Expérimentation territoriale d'un droit de dérogation reconnu aux préfet - Le Conseil d'Etat rejette la demande d'annulation du décret du 29 décembre 2017

(Article ID.CiTé/ID.Veille du 26/06/2019 )



Expérimentation territoriale d'un droit de dérogation reconnu aux préfet - Le Conseil d'Etat rejette la demande d'annulation du décret du 29 décembre 2017
Aux termes de l'article 1er du décret du 29 décembre 2017, certains préfets et représentants de l'Etat précisément identifiés (1) peuvent " à titre expérimental et pendant une durée de deux ans à compter de (sa) publication (...) déroger à des normes arrêtées par l'administration de l'Etat dans les conditions fixées par les articles 2 à 4 ". 

Son article 2 précise que " le préfet peut faire usage de cette faculté (...) pour prendre des décisions non réglementaires relevant de sa compétence " dans les matières suivantes : " 1° Subventions, concours financiers et dispositifs de soutien en faveur des acteurs économiques, des associations et des collectivités territoriales ; 2° Aménagement du territoire et politique de la ville ; 3° Environnement, agriculture et forêts ; 4° Construction, logement et urbanisme ; 5° Emploi et activité économique ; 6° Protection et mise en valeur du patrimoine culturel ; 7° Activités sportives, socio-éducatives et associatives. "

Par ailleurs, son article 3 soumet cette faculté à quatre conditions cumulatives de sorte qu'une dérogation ne peut légalement intervenir que lorsqu'elle est " 1° (...) justifiée par un motif d'intérêt général et l'existence de circonstances locales ", qu'elle a " 2° (...) pour effet d'alléger les démarches administratives, de réduire les délais de procédure ou de favoriser l'accès aux aides publiques ", qu'elle est " 3° (...) compatible avec les engagements européens et internationaux de la France ", et qu'elle ne porte pas " 4° (...) atteinte aux intérêts de la défense ou à la sécurité des personnes et des biens, ni une atteinte disproportionnée aux objectifs poursuivis par les dispositions auxquelles il est dérogé ". 

Enfin, en vertu de son article 4, la décision de dérogation prend la forme d'un arrêté motivé et publié au recueil des actes administratifs.

Le décret attaqué autorise les préfets concernés à déroger de façon ponctuelle, pour la prise d'une décision non réglementaire relevant de leur compétence, aux normes réglementaires applicables dans certaines matières limitativement énumérées.
——————
» Consigne
D'après la page ci-dessus, dans quelles matières l'article 2 du décret autorise-t-il le préfet à prendre des décisions dérogatoires ? Énumérez-les toutes.
——————
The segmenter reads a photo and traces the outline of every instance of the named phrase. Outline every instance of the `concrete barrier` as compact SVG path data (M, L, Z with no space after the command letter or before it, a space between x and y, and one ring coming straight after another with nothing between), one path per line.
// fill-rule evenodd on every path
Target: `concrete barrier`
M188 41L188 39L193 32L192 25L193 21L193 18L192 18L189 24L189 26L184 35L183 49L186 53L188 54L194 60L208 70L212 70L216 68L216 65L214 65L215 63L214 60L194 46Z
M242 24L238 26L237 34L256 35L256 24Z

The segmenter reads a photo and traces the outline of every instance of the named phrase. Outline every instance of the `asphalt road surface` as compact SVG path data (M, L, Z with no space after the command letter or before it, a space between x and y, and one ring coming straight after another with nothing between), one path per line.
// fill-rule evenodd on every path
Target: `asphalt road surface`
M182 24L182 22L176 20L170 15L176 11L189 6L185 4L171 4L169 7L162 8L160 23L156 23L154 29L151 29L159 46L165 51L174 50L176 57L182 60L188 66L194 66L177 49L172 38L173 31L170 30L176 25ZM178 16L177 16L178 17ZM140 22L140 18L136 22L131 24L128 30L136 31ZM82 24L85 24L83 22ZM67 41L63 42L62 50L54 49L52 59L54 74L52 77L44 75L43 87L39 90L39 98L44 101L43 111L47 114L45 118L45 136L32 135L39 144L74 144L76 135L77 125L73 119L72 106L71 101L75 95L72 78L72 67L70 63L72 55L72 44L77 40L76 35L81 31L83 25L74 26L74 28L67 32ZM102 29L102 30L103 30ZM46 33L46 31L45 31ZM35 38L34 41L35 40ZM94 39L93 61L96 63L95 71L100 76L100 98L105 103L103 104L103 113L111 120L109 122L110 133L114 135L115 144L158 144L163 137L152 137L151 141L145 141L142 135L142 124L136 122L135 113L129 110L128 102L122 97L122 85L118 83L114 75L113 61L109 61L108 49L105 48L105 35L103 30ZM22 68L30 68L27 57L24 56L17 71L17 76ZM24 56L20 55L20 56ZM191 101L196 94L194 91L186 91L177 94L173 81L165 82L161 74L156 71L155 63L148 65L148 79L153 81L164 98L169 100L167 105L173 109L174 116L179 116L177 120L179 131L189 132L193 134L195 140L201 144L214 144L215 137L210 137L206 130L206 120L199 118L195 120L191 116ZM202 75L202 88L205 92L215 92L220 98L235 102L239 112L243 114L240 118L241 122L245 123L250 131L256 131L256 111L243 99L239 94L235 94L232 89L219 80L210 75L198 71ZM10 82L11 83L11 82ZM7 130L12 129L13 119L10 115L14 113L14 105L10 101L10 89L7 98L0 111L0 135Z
——————
» Corrigé
1° Subventions, concours financiers et dispositifs de soutien en faveur des acteurs économiques, des associations et des collectivités territoriales
2° Aménagement du territoire et politique de la ville
3° Environnement, agriculture et forêts
4° Construction, logement et urbanisme
5° Emploi et activité économique
6° Protection et mise en valeur du patrimoine culturel
7° Activités sportives, socio-éducatives et associatives